§ RECORDS FOR THE EXERCISE:
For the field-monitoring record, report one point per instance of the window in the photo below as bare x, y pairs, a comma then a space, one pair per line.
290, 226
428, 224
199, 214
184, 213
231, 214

==

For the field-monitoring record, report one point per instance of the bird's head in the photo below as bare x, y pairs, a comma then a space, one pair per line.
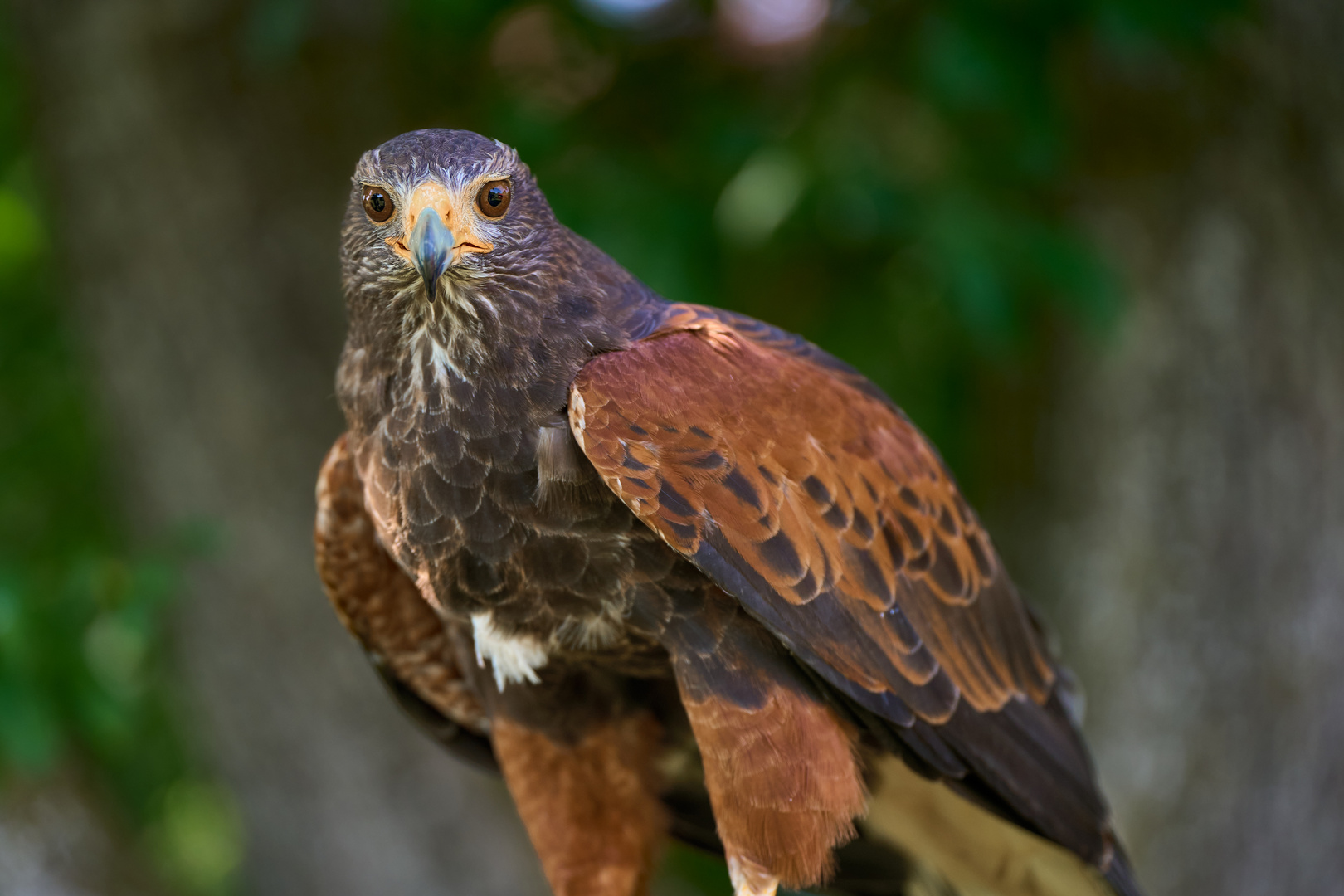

§ TO BE DONE:
Show each line of the items above that contains the string "below", treating uppercase and lowercase letters as distinct.

§ WRITTEN ANSWER:
For the field-monitoring record, report one point per instance of the window in the photo below as bare x, y pairs, a comma then a space, one pair per line.
For the field-monitoring record, report one point per instance of the bird's head in the photo below as bare x, y pairs, a comma then a space, one pair per line.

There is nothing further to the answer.